Problem to solve: Pick out each line of the items below that contains the string "steel", and copy those lines.

--- --- ---

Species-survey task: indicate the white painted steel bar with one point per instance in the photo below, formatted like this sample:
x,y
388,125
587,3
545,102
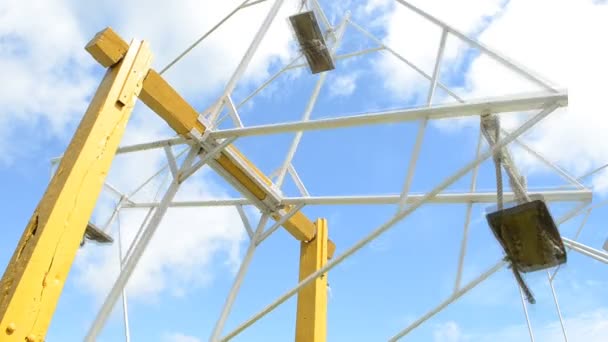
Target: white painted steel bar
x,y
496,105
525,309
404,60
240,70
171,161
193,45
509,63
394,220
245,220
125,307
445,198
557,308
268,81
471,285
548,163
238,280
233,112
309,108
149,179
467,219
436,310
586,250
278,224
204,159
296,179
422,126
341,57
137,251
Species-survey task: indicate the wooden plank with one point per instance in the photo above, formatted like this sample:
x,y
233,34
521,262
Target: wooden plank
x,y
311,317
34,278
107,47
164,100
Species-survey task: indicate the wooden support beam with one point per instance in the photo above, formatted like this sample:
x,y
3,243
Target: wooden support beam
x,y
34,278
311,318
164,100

--- --- ---

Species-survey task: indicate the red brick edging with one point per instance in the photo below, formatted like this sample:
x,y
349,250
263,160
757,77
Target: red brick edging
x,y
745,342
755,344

--- --- ---

The completed task:
Species-survey task: indicate the white painted steel bar with one point per instance in the photo below, formatted like this sample:
Target: white painted steel bar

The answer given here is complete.